_ENUNCIADO DEL PROBLEMA_
Enumera todas las líneas de las entradas donde aparece la palabra "shirt" y cópialas completas.

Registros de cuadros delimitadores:
---*---
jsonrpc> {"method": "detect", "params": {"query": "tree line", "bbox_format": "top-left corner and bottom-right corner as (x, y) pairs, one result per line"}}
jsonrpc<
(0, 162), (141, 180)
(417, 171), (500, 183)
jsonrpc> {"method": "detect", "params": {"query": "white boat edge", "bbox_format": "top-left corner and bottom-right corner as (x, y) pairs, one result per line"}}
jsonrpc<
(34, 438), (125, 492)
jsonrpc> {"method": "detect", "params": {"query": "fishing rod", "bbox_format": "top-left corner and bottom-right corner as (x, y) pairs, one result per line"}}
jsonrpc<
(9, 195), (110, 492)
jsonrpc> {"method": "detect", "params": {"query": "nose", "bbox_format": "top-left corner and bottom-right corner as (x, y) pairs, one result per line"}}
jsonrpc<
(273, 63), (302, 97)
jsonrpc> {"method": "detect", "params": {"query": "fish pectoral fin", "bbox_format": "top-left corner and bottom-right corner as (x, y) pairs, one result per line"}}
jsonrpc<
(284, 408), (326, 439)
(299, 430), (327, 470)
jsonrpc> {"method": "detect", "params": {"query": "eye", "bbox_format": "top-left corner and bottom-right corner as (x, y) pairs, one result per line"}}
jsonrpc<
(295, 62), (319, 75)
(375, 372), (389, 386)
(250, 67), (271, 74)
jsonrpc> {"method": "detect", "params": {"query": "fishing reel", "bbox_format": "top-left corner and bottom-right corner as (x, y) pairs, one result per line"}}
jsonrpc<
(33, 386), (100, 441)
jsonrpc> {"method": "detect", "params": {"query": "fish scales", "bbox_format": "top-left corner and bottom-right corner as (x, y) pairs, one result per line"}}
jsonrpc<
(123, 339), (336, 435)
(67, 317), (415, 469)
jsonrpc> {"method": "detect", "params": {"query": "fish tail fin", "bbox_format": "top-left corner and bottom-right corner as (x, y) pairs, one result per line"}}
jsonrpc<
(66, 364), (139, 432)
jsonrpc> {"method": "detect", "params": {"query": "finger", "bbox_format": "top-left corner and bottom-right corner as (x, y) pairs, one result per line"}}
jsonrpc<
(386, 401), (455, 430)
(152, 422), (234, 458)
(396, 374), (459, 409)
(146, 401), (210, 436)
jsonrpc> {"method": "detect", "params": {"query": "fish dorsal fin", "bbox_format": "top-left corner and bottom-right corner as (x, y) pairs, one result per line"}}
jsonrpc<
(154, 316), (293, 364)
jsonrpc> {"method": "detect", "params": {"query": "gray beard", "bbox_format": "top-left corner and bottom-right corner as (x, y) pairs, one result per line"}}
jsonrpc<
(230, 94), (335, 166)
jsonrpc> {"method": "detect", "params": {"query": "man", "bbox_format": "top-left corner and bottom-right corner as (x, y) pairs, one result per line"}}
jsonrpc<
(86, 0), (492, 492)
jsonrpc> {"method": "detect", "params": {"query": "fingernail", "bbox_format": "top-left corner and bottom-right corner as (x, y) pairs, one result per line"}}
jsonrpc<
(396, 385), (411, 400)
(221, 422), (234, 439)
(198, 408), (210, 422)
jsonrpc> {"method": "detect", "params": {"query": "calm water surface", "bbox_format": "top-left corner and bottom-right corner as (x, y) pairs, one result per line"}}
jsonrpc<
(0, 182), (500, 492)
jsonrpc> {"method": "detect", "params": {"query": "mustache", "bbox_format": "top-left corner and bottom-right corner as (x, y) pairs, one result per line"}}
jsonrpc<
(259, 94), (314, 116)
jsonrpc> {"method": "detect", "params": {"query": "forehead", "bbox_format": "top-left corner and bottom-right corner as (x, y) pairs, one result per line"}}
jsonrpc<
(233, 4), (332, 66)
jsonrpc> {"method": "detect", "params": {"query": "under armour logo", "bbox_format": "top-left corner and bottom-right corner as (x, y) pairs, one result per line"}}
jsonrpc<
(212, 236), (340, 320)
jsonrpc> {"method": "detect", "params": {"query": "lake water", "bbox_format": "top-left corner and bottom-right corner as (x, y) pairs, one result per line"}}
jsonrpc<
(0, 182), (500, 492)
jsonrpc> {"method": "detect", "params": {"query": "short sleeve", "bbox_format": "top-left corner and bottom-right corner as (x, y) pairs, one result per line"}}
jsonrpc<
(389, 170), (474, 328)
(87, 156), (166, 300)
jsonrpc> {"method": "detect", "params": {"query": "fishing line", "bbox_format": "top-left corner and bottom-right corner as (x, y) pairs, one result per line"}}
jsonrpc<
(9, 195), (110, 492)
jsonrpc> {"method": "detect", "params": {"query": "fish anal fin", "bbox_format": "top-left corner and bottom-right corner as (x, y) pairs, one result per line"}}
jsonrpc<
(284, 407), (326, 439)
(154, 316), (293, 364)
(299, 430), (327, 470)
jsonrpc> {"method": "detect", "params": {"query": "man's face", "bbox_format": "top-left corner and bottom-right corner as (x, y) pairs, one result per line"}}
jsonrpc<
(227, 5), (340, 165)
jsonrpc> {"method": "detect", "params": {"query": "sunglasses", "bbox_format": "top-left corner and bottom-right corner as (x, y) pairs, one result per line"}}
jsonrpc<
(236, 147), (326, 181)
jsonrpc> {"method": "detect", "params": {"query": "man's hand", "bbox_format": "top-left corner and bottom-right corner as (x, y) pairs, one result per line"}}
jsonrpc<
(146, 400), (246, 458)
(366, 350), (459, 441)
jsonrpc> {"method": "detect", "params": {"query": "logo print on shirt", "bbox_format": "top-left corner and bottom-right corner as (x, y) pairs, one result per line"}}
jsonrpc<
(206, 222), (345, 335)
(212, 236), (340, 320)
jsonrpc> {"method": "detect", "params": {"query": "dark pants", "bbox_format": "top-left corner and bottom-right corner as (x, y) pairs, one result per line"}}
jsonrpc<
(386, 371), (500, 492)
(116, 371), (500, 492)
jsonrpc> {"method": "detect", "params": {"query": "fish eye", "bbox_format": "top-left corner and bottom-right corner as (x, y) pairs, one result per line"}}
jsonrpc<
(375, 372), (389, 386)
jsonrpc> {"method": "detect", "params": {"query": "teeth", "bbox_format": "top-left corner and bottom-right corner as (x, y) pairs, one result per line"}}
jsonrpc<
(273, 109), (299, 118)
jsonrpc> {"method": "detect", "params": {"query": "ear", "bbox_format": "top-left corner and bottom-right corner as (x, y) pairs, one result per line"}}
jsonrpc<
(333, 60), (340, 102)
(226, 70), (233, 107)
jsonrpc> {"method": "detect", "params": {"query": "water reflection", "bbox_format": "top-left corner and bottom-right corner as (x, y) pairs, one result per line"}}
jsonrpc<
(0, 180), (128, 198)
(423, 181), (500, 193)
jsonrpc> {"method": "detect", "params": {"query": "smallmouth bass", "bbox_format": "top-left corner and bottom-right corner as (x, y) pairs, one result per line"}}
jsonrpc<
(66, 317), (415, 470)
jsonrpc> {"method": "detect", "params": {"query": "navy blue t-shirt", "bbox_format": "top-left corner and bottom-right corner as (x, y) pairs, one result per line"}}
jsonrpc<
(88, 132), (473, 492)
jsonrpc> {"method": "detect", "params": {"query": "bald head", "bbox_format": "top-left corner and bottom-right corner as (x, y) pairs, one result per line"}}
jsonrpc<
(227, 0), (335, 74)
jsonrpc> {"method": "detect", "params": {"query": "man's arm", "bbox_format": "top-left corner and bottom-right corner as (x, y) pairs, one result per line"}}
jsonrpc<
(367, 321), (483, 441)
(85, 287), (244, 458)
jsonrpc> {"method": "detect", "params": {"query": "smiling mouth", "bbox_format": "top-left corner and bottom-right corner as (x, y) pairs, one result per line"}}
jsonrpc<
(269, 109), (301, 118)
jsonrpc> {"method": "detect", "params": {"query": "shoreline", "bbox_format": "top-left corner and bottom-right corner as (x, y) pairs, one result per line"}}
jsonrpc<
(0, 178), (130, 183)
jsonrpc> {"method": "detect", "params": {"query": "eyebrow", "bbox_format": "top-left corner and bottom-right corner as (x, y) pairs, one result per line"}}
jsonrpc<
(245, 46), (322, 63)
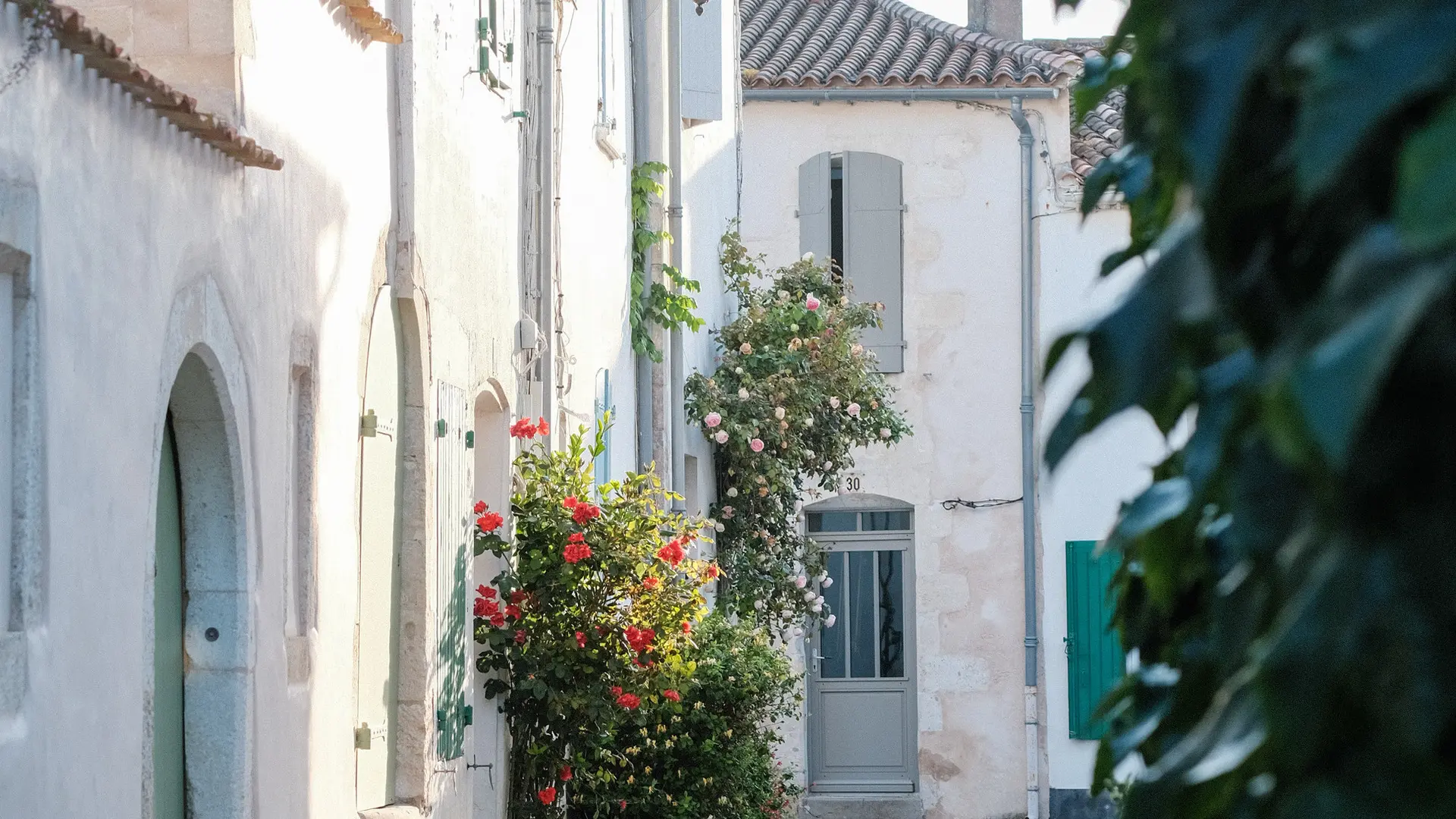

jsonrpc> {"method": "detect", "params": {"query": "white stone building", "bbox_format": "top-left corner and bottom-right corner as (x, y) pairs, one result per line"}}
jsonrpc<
---*---
_RESPUESTA_
jsonrpc> {"method": "detect", "params": {"query": "logo print on shirt", "bbox_format": "top-left corner and bottom-right corner as (x, y) pairs, one result per line"}}
jsonrpc> {"method": "detect", "params": {"query": "navy blue t-shirt", "bbox_format": "top-left corner and bottom-right corner as (x, y) pairs, one result per line"}}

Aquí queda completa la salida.